## GOAL
Give the material again in full, matching it exactly.

Rows from a pointing dataset:

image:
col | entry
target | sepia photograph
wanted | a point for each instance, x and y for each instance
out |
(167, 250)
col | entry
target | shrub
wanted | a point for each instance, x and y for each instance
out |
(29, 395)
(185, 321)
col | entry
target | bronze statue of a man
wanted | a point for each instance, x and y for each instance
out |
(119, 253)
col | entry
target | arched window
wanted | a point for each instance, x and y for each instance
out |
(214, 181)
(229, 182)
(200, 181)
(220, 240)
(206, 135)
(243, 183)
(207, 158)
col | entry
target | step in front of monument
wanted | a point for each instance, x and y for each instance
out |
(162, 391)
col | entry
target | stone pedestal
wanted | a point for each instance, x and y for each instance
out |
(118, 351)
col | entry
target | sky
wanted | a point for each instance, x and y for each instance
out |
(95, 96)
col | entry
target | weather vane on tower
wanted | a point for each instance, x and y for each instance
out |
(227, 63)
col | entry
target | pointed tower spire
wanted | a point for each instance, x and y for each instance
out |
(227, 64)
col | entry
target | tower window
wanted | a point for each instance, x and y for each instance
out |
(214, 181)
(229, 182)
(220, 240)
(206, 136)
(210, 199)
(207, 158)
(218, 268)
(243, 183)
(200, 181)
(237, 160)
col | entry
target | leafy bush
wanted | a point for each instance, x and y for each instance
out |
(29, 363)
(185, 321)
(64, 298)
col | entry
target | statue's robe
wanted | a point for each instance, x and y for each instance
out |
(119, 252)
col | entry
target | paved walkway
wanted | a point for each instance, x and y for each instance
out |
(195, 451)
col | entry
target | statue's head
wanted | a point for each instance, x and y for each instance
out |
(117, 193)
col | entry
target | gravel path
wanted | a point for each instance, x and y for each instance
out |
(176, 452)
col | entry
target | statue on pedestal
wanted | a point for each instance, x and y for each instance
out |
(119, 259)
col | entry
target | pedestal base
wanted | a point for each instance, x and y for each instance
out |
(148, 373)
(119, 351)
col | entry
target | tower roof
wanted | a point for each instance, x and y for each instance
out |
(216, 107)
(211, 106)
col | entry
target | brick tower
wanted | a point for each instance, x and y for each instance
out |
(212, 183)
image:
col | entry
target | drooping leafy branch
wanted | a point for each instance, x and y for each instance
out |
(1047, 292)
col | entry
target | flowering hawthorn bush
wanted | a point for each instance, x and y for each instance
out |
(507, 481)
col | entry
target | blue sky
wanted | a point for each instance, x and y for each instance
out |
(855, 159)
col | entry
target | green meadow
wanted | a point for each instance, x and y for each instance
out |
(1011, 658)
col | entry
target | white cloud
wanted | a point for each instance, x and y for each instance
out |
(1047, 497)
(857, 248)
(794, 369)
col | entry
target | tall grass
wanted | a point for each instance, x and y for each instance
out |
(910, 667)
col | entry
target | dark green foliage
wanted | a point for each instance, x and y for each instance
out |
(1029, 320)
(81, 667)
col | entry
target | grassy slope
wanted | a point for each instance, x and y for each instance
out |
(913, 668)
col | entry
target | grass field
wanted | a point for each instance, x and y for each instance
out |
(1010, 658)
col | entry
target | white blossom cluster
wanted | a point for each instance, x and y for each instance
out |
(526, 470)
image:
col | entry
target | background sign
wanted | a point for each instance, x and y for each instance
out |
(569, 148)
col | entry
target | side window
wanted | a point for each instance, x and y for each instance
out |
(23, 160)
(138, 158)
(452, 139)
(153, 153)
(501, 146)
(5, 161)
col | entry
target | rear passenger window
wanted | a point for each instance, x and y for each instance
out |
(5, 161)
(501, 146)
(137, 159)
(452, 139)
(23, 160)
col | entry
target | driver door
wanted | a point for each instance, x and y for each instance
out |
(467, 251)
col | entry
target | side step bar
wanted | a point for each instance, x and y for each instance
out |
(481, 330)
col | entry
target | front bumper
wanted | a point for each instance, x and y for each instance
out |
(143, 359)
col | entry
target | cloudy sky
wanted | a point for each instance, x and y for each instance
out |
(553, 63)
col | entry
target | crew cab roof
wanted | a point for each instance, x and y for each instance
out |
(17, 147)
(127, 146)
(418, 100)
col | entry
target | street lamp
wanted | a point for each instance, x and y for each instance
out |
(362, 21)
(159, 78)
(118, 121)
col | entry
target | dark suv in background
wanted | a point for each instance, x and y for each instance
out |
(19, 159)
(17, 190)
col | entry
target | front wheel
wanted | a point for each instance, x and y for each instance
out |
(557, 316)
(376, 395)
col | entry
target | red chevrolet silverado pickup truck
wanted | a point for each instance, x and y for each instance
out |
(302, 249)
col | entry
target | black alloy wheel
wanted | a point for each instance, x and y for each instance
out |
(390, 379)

## EXERCISE OUTPUT
image:
col | entry
target | sepia photograph
wanted | a point for each instance, x and y for each instance
out |
(167, 250)
col | entry
target | shrub
wanted | a point for each instance, x and y for each instance
out |
(29, 395)
(185, 321)
col | entry
target | bronze statue of a man
wanted | a point for each instance, x and y for each instance
out |
(119, 253)
col | entry
target | arched window
wanted | a point for each instance, x and y for each instance
out |
(214, 181)
(229, 182)
(200, 181)
(220, 240)
(206, 135)
(243, 183)
(207, 158)
col | entry
target | step in front of monument
wanted | a point for each instance, x and y for each instance
out |
(162, 391)
col | entry
target | stone pedestal
wanted | a point for each instance, x and y for each instance
out |
(118, 351)
col | entry
target | sky
wanted | a point for each instance, x and y for each instance
out |
(95, 96)
col | entry
target | weather vane on tower
wanted | a point for each instance, x and y for each instance
out |
(227, 63)
col | entry
target | pointed tower spire
wanted | a point for each instance, x and y for each instance
out |
(227, 64)
col | entry
target | tower window
wanted | a point for each instance, x and y for each instance
out |
(214, 181)
(229, 182)
(220, 240)
(206, 136)
(210, 199)
(207, 158)
(218, 268)
(243, 183)
(200, 181)
(237, 160)
col | entry
target | leafy bush
wanted | a point for each instance, x and y for each instance
out |
(29, 363)
(185, 321)
(64, 298)
col | entry
target | statue's robe
wanted | a point for each instance, x and y for each instance
out |
(119, 252)
col | entry
target | paved walkway
wanted | a point for each instance, x and y for each instance
out |
(195, 451)
col | entry
target | statue's head
wanted | a point for each instance, x and y for each instance
out |
(117, 193)
col | entry
target | gravel path
wanted | a point for each instance, x and y for each instance
out |
(176, 452)
col | entry
target | statue on pedestal
wanted | a point for each instance, x and y for each instance
out |
(119, 259)
col | entry
target | pedestal base
wanted | a point for each instance, x and y for each instance
out |
(148, 373)
(119, 351)
col | entry
target | tower roof
wanted | a point for each instance, x and y for each instance
out |
(216, 107)
(211, 106)
col | entry
target | brick tower
wanted | a point for each instance, x and y for each instance
out |
(212, 183)
image:
col | entry
target | drooping leafy branch
wanted | a point for each instance, x and y for each instance
out |
(1047, 292)
col | entry
target | flowering hawthorn bush
wanted | a point for each instance, x and y for each instance
out |
(507, 481)
col | entry
target | blue sky
wanted | a point for each instance, x and y for each instance
out |
(855, 159)
col | entry
target | green meadow
wanted | a point for each instance, x and y for each instance
out |
(1011, 658)
col | entry
target | white cloud
wanted | a point for each instance, x and y for each instance
out |
(1047, 497)
(857, 248)
(794, 369)
col | entry
target | tall grass
wanted | a point for each instance, x and y for each instance
out |
(910, 667)
col | entry
target | dark green foliage
wanted | a point for each instance, x and y for each instance
out |
(1029, 320)
(81, 667)
col | entry
target | grassy slope
wanted | a point for each instance, x and y for each instance
out |
(913, 668)
col | entry
target | grass field
wanted | a point for each instance, x and y for each instance
out |
(1010, 658)
col | entry
target | white blossom cluster
wanted | a point for each instance, x and y for each instance
out |
(526, 470)
image:
col | entry
target | background sign
wanted | a point for each instance, x and y for each instance
out |
(569, 148)
col | entry
target | side window
wanted | a point for each instance, x and y for each instance
out |
(23, 160)
(138, 158)
(452, 139)
(153, 153)
(501, 146)
(5, 161)
col | entry
target | rear passenger window
wanted | a point for each instance, x and y for each instance
out |
(5, 161)
(501, 146)
(137, 159)
(452, 139)
(23, 160)
col | entry
target | driver door
wanted | a point for each instance, x and y for each instance
out |
(467, 251)
col | entry
target | side step bar
wanted | a point for each instance, x and y for each instance
out |
(481, 330)
col | entry
target | front bumper
wanted | a point for each instance, x and y for each instance
out |
(143, 359)
col | entry
target | cloudy sky
wanted | a point for each instance, x and y for each instance
out |
(553, 63)
col | entry
target | crew cab roof
wanted | a point for each instance, x and y for each instance
out |
(17, 147)
(127, 146)
(418, 100)
col | entry
target | street lamp
wanted | a point for each instance, x and y for each instance
out |
(362, 21)
(159, 78)
(118, 121)
col | entry
target | dark suv in background
wanted | a point for each instance, x and y for each instance
out |
(19, 159)
(17, 190)
col | entry
target | front wheel
wanted | a point for each instance, x and y for each instance
out |
(557, 316)
(376, 395)
col | entry
target | red chevrolet silverado pickup truck
wanted | a point for each instance, x and y for each instance
out |
(302, 249)
col | entry
target | black alloy wheel
wanted | a point for each instance, x and y for each instance
out |
(390, 379)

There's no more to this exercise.